Data to use »
- - -

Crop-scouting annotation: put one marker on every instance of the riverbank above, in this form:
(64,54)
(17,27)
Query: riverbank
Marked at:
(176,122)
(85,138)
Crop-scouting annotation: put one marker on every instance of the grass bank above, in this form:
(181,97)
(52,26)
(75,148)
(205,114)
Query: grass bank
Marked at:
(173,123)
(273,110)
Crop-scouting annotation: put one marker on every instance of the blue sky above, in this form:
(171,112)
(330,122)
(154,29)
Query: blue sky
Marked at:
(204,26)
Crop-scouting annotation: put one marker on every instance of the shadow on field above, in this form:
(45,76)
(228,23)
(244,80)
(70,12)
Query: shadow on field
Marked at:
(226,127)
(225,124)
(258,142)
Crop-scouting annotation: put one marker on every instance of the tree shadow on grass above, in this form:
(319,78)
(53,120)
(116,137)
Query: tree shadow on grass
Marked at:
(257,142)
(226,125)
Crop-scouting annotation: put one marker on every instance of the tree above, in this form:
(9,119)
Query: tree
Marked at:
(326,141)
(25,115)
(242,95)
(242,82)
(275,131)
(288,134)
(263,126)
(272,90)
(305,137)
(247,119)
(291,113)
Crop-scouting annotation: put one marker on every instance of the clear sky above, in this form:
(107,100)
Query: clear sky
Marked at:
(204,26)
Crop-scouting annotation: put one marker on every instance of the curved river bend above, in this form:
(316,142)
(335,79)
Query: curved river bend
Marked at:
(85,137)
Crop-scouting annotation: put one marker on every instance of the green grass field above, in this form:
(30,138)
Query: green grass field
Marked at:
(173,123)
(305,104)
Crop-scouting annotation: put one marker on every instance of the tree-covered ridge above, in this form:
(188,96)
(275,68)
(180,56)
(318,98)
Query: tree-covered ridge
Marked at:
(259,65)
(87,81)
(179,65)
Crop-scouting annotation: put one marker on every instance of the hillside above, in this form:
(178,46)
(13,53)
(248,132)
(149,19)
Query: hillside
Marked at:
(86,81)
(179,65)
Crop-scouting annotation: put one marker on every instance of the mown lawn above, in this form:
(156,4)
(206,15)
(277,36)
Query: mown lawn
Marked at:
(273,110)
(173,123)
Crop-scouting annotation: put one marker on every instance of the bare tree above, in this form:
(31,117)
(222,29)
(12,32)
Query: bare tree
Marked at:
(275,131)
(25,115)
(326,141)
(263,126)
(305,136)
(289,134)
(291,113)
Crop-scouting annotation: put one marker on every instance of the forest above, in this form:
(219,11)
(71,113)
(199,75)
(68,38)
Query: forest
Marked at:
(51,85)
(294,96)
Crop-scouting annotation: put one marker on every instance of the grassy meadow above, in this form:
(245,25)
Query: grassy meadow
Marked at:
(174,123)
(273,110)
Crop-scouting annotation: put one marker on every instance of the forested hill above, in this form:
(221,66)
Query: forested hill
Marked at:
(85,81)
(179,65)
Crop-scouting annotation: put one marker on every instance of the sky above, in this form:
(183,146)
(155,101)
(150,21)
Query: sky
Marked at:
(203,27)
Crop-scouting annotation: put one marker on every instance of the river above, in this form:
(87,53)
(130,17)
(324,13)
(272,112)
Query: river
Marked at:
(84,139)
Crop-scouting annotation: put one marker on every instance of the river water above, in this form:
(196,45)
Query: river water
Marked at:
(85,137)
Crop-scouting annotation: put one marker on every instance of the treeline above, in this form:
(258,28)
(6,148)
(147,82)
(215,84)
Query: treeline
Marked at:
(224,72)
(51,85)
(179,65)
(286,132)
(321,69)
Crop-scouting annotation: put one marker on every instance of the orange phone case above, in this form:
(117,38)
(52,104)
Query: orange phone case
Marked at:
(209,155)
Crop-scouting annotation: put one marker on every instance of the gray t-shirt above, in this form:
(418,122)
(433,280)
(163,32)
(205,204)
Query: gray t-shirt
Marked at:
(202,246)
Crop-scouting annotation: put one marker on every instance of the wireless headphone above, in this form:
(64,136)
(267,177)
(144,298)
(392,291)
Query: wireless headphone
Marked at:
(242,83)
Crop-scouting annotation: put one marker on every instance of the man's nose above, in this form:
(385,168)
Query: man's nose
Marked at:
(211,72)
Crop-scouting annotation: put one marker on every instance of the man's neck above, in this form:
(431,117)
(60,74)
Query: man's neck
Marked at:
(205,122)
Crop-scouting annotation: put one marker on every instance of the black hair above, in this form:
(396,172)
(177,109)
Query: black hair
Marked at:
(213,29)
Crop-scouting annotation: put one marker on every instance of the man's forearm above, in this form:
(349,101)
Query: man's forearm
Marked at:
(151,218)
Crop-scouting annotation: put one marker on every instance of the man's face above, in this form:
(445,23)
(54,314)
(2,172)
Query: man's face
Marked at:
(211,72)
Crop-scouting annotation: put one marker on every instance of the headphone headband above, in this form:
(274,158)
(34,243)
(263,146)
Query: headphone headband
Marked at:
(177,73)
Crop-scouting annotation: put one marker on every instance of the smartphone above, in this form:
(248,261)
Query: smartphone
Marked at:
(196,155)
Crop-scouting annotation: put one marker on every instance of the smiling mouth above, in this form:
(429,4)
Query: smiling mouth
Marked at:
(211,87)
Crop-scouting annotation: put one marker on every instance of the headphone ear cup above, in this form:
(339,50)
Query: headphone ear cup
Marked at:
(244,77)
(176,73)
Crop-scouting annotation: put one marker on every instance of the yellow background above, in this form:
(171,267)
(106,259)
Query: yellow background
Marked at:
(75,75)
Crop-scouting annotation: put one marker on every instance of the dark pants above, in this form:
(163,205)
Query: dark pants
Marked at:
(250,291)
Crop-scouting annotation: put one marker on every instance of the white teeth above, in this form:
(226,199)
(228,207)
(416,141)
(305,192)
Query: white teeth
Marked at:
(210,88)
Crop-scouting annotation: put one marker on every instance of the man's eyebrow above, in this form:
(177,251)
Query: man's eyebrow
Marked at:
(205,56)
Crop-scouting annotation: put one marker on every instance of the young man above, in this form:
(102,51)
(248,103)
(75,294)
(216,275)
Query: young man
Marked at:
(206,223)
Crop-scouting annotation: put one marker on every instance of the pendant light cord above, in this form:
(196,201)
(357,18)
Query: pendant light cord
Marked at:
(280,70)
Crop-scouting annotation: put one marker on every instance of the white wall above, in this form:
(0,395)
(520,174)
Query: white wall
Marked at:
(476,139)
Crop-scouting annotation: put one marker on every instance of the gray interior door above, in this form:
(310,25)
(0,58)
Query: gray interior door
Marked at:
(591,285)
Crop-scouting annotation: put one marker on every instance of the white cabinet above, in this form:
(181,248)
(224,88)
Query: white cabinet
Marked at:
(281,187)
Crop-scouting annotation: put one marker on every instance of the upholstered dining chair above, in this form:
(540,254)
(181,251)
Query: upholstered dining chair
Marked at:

- - -

Work to do » Write out again, exactly, the lines from the one holding "the headphone headband" through the end of the listing, with both ends included.

Solution to the exercise »
Crop-scouting annotation: put one marker on every instance of the headphone headband above, in this form:
(274,158)
(34,243)
(263,146)
Query: headphone headband
Marked at:
(177,73)
Crop-scouting annotation: put one marker on every instance of the smartphone above, in this form:
(248,261)
Query: smartphone
Marked at:
(196,155)
Crop-scouting annotation: put one marker on every instance of the smiling mouth above, in this form:
(429,4)
Query: smiling mouth
Marked at:
(211,87)
Crop-scouting annotation: put one marker on every instance of the headphone ear cup above, in this form:
(339,50)
Query: headphone ear cup
Marked at:
(244,77)
(176,73)
Crop-scouting annotation: put one marker on every instance of the yellow background above, in this form:
(171,267)
(106,259)
Query: yellow background
Marked at:
(75,75)
Crop-scouting annotation: put one marker on every instance of the dark pants above, in this form:
(163,205)
Query: dark pants
Marked at:
(250,291)
Crop-scouting annotation: put one marker on every instance of the white teeth above, in this form:
(226,199)
(228,207)
(416,141)
(305,192)
Query: white teeth
Marked at:
(210,88)
Crop-scouting annotation: put one marker on every instance of the man's eyebrow above, in this form:
(177,251)
Query: man's eyebrow
Marked at:
(205,56)
Crop-scouting annotation: put one marker on every instance of the young man above, in this form:
(102,51)
(248,103)
(75,294)
(216,275)
Query: young man
Marked at:
(206,223)
Crop-scouting annotation: put one marker on every instance of the pendant light cord above, in this form:
(196,201)
(357,18)
Query: pendant light cord
Marked at:
(280,70)
Crop-scouting annotation: put one marker on every instance of the white wall above, in this form:
(0,395)
(520,174)
Query: white wall
Marked at:
(476,139)
Crop-scouting annotation: put one marker on every instance of the gray interior door above, in this form:
(310,25)
(0,58)
Query: gray interior door
Marked at:
(591,285)
Crop-scouting annotation: put one marker on every instance of the white cabinet above, in this form:
(181,248)
(224,88)
Query: white cabinet
Marked at:
(281,187)
Crop-scouting annotation: put one marker on every instance of the upholstered dining chair above, in this form:
(540,254)
(181,251)
Query: upholstered dining chair
Marked at:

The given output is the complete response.